▸ To be done: Copy the lines that follow, keeping every character the same.

▸ Entries shown:
----------------------------------------
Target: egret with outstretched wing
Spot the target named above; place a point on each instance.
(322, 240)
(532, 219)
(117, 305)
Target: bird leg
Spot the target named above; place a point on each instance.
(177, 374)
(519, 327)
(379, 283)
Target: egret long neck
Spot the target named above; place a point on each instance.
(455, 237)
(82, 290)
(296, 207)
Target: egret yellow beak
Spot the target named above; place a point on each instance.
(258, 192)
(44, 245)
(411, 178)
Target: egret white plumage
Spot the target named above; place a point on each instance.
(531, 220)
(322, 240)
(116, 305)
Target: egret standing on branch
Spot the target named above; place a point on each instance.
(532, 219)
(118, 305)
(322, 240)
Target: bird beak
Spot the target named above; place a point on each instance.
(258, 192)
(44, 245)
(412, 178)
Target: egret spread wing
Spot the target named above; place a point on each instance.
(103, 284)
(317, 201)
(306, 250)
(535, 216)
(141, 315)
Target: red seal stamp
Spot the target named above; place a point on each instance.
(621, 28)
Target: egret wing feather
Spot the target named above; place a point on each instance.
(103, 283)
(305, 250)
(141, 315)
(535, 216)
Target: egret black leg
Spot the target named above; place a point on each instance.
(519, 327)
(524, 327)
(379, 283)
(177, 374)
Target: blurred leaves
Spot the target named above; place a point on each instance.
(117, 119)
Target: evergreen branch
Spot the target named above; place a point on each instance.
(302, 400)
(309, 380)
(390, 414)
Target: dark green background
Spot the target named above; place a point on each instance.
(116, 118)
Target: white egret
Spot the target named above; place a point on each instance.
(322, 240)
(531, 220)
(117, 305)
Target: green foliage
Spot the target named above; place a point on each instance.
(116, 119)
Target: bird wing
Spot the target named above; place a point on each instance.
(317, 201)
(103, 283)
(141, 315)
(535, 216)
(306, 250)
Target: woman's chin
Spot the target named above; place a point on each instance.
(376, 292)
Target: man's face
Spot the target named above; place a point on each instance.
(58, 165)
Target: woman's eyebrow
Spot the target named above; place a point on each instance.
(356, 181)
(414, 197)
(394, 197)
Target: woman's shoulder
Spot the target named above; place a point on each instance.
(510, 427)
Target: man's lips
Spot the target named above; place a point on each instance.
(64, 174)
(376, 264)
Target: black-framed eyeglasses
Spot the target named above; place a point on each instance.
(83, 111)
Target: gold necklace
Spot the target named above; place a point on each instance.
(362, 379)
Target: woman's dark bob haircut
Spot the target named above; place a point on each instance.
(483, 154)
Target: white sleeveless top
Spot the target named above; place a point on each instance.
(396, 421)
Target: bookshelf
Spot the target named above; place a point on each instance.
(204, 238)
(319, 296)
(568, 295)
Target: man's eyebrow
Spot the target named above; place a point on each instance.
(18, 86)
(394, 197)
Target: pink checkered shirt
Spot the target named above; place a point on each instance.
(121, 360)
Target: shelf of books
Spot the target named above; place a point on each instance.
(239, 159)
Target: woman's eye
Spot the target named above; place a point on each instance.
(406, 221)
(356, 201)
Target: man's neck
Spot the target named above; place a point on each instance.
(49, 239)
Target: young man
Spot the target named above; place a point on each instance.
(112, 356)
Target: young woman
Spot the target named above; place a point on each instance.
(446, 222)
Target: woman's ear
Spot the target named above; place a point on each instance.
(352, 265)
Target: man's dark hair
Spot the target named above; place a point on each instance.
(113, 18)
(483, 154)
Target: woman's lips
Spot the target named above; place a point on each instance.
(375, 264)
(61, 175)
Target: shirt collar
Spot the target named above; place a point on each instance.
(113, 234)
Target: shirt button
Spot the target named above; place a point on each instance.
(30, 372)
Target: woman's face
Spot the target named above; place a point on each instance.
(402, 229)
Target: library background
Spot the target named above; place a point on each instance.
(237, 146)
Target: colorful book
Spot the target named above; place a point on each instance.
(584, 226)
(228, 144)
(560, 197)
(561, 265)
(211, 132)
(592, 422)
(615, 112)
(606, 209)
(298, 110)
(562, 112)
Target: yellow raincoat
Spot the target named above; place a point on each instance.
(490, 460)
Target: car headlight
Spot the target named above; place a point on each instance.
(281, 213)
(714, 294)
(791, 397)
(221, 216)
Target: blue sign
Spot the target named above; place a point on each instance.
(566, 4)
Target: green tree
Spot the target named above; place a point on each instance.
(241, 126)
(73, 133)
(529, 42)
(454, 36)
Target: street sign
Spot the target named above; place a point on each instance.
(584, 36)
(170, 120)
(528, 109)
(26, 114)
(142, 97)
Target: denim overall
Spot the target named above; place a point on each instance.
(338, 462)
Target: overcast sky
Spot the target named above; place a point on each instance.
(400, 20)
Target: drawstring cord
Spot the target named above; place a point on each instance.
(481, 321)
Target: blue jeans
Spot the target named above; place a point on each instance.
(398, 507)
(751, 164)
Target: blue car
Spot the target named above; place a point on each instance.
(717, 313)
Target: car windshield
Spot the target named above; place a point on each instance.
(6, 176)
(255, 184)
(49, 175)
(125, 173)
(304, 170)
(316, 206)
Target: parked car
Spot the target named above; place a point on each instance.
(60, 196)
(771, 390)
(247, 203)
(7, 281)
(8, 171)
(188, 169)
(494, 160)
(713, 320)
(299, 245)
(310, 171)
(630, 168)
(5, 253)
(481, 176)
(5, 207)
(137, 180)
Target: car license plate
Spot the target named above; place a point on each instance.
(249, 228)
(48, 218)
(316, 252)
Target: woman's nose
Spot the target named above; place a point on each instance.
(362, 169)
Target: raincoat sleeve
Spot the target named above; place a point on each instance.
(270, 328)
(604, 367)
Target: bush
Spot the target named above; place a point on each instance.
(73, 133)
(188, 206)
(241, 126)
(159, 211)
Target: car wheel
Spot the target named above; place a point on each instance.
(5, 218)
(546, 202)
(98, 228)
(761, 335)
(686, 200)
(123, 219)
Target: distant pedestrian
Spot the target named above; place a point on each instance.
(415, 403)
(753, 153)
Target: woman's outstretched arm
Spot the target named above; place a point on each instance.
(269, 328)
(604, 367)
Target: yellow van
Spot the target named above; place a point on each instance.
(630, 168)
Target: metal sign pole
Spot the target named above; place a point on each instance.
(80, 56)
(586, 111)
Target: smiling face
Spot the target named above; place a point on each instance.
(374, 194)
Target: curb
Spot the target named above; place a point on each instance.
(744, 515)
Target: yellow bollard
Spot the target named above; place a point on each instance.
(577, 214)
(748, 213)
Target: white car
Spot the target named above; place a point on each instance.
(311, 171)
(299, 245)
----------------------------------------
▸ Exercise solution:
Target: egret with outstretched wing
Spot the target named above; place a point on each instance.
(322, 240)
(532, 219)
(117, 305)
Target: bird leg
Spot the target named above; place a point on each instance.
(177, 374)
(519, 327)
(379, 283)
Target: egret long neck
Spot the target named above; place a point on each instance.
(455, 237)
(82, 290)
(296, 207)
Target: egret yellow beak
Spot the target named above; place a point on each instance.
(258, 192)
(44, 245)
(411, 178)
Target: egret white plumage
Spot the target named above; place a point on each instance.
(531, 220)
(322, 240)
(116, 305)
Target: egret standing on branch
Spot the target named above; place a point on each instance.
(532, 219)
(118, 305)
(322, 240)
Target: bird beak
Spot the target named above; place a point on each instance.
(258, 192)
(44, 245)
(412, 178)
Target: egret spread wing
Spot the target named above; place a point on each instance.
(103, 284)
(317, 201)
(306, 250)
(535, 216)
(141, 315)
Target: red seal stamp
Spot the target named above; place a point on each instance.
(621, 28)
Target: egret wing feather
Spot the target named above; place a point on each instance.
(103, 283)
(305, 250)
(141, 315)
(535, 216)
Target: egret black leg
Spot the target named above; place a point on each instance.
(519, 327)
(524, 327)
(379, 283)
(177, 374)
Target: blurred leaves
Spot the target named above; place a point on each instance.
(117, 119)
Target: evergreen branch
Spot the target named above; place a point on each instance.
(302, 400)
(309, 380)
(390, 414)
Target: dark green background
Spot the target named above; place a point on each instance.
(116, 118)
Target: white egret
Spot the target named above; place a point on each instance.
(322, 240)
(531, 220)
(117, 305)
Target: green foliage
Spot the target named above; place a point on each instance.
(116, 119)
Target: bird wing
Spot the target named above; place a point on each instance.
(317, 201)
(103, 283)
(141, 315)
(535, 216)
(306, 250)
Target: woman's chin
Spot the target named above; place a point on each instance.
(376, 292)
Target: man's face
Spot the target named above; place a point on each instance.
(58, 165)
Target: woman's eyebrow
Spot the target named above; place a point on each instance.
(356, 181)
(414, 197)
(394, 197)
Target: woman's shoulder
Spot the target named above; place a point on each instance.
(510, 427)
Target: man's lips
Spot the target named above; place a point on each instance.
(64, 174)
(376, 264)
Target: black-framed eyeglasses
Spot the target named above; place a point on each instance.
(83, 111)
Target: gold necklace
Spot the target named above; place a point on each instance.
(362, 379)
Target: woman's dark bob haircut
Spot the target named above; place a point on each instance.
(483, 154)
Target: white sleeveless top
Spot the target named above; place a point on each instance.
(396, 421)
Target: bookshelf
Spot the target named above; place a point on each instance.
(204, 238)
(319, 296)
(568, 295)
Target: man's eyebrow
Spot the target named above; place a point on each instance.
(18, 86)
(394, 197)
Target: pink checkered shirt
Spot the target named above; place a point on each instance.
(121, 360)
Target: shelf of books
Spot the target named above; place a point on each instance.
(239, 159)
Target: woman's eye
Spot the target named above; place a point on each instance.
(406, 221)
(356, 201)
Target: man's neck
Spot the target named above; place a point on each instance.
(49, 239)
Target: young man
Spot the target named above; place a point on each instance.
(112, 356)
Target: young woman
Spot the target named above; place a point on each instance.
(446, 222)
Target: woman's ear
Spot the target named above; place a point on each instance.
(352, 265)
Target: man's dark hair
Spot the target named above; place a point on each instance.
(113, 18)
(483, 154)
Target: woman's lips
Spot the target named above; place a point on each instance.
(375, 264)
(61, 175)
Target: shirt collar
Spot the target named above; place a point on each instance.
(113, 234)
Target: shirt button
Spot the target named above; place a point on each instance.
(30, 372)
Target: woman's face
Spot the target named above; place a point on each instance.
(402, 229)
Target: library background
Spot the target named above; place a point on each instance.
(237, 146)
Target: colorful book
Spot the target named above; place a point on each instance.
(584, 226)
(228, 144)
(560, 197)
(561, 265)
(211, 132)
(592, 422)
(615, 112)
(606, 209)
(298, 110)
(562, 112)
Target: yellow raincoat
Spot the target named above; place a point on each instance.
(490, 460)
Target: car headlight
Spot the target named above; place a point on each instance.
(281, 213)
(714, 294)
(791, 397)
(221, 216)
Target: blue sign
Spot the target named above; place a point on each instance.
(566, 4)
Target: green tree
Spot the target named above; place a point on each instance.
(241, 126)
(73, 133)
(529, 42)
(454, 36)
Target: street sign
Spot the target named above; place a point on each instance.
(584, 36)
(170, 120)
(528, 109)
(26, 114)
(142, 97)
Target: denim overall
Spot the target named above; place a point on each instance.
(338, 462)
Target: overcast sky
Spot the target named above; place a point on each instance.
(400, 20)
Target: drawstring cord
Spot the target named above; place a point on each instance.
(481, 321)
Target: blue jeans
Spot the target named above; place a point on each instance.
(398, 507)
(751, 164)
Target: blue car
Spot the target named above; place a point on each instance.
(717, 313)
Target: car windshield
Spot the target named above; place a point on each instance.
(6, 176)
(255, 184)
(49, 175)
(125, 173)
(304, 170)
(316, 206)
Target: parked car
Spot the target named above; place a point on each instance.
(60, 196)
(771, 390)
(247, 203)
(7, 281)
(8, 171)
(188, 169)
(494, 160)
(713, 320)
(299, 245)
(310, 171)
(630, 168)
(5, 253)
(481, 176)
(5, 207)
(137, 180)
Target: car license plate
Spot the target named above; place a point on each instance.
(249, 228)
(48, 218)
(316, 252)
Target: woman's nose
Spot the target named above; place a point on each instance.
(362, 169)
Target: raincoat sleeve
Spot the target named above; place a point on each instance.
(270, 328)
(604, 367)
Target: bush
Spot the target named above; place a point on each instance.
(73, 133)
(188, 206)
(241, 126)
(159, 211)
Target: car wheel
Spot the target named above; place a point on each instance.
(5, 218)
(546, 202)
(98, 228)
(761, 335)
(686, 200)
(123, 219)
Target: distant pedestrian
Spot the target named above; place a point on each instance.
(415, 403)
(753, 153)
Target: woman's outstretched arm
Spot the target named above; place a point on each instance.
(269, 328)
(604, 367)
Target: yellow van
Spot the target named above; place a point on each instance.
(630, 168)
Target: metal sign pole
Spot the target named above; place a point on each instance.
(80, 56)
(586, 111)
Target: smiling face
Spot the target named above; place a point on each instance.
(374, 194)
Target: curb
Spot the target named above; place a point on each instance.
(744, 515)
Target: yellow bollard
Spot the target named above; place a point on each instance.
(577, 214)
(748, 213)
Target: white car
Spot the target named above; place a point on each instance.
(311, 171)
(299, 245)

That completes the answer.